Dhruv Rathee () is an Indian YouTuber, vlogger and social media activist. He is known for his YouTube videos on social, political, and environmental issues. Additionally, Rathee maintains a separate channel dedicated to his personal life and travel vlogs.

Early life and education 
Rathee was born into a Hindu Jat family in the Indian state of Haryana. He received his primary education in Haryana before pursuing higher education in Germany. Rathee earned his bachelor's degree in mechanical engineering from Karlsruhe Institute of Technology, followed by a master's degree in renewable energy from the same institution.

Career 
Rathee is mainly known for his political videos, which mainly contain fact-checking and explanatory content, with a critical perspective of the Narendra Modi administration. According to ThePrint, Rathee was one of the first Indian users to use YouTube as a political platform, having started uploading travel videos in 2013 before shifting to political topics due to disillusionment with the Modi government after the 2014 Indian general election.

Rathee has addressed various topics in his videos, including the 2016 Uri attack, 2016 Indian Line of Control strike, 2016 Indian banknote demonetisation and Gurmehar Kaur row. Alongside his serious content, Rathee launched Pee News, a satirical "fake news" segment.  Additionally, from 2017 until early 2020, Rathee wrote opinion columns for ThePrint, a Indian digital media publication.

--

■ WORK INSTRUCTIONS:
a – Answer these questions using the passage about Dhruv Rathee:
(i) Which institution awarded Rathee both of his degrees?
(ii) In what year did Rathee start uploading travel videos?
(iii) What is the name of Rathee's satirical segment?
b – Repeat the passage about Dhruv Rathee word for word from "Early life and" up to and including "the same institution.".
c – Pick up the passage about Dhruv Rathee after its final sentence and keep writing it.
The material after this point comes from a separate source.

■ SOURCE DATA:
--

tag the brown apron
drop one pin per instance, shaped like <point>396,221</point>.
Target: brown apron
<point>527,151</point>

--

■ RESULTS BY TASK:
a –
(i) Karlsruhe Institute of Technology
(ii) 2013
(iii) Pee News

b –
Early life and education 
Rathee was born into a Hindu Jat family in the Indian state of Haryana. He received his primary education in Haryana before pursuing higher education in Germany. Rathee earned his bachelor's degree in mechanical engineering from Karlsruhe Institute of Technology, followed by a master's degree in renewable energy from the same institution.

c –
In July of 2020, Rathee began another YouTube channel called Dhruv Rathee Vlogs, where he shares his international travel vlogs. In addition to his travel vlogs, Rathee hosts various shows, including DW Travel of Deutsche Welle and Decode with Dhruv of Netflix India. He also hosts a podcast on Spotify called Maha Bharat with Dhruv Rathee. In 2020, Rathee released a video discussing the controversy and criticizing Kangana Ranaut's statements. In response, Ranaut threatened legal action against Rathee for "lying about BMC notice for my house." Some saw Ranaut's statement as an attempt to silence critics, while others defended her position, arguing that false statements could have harmful consequences for public figures like Ranaut.

, Dhruv Rathee began a shorts channel to share 60-second fact videos. This channel offers a quick and accessible way for viewers to engage with the information Rathee presents. In September 2022, he faced controversy when a video he posted about the political crisis in Pakistan was blocked by India's Ministry of Information and Broadcasting. The video contained a distorted map of India, in which parts of Kashmir were depicted as part of Pakistan or "disputed." This is considered a punishable offense under Indian law. What drew attention to the incident was the fact that Rathee had prior knowledge of the block.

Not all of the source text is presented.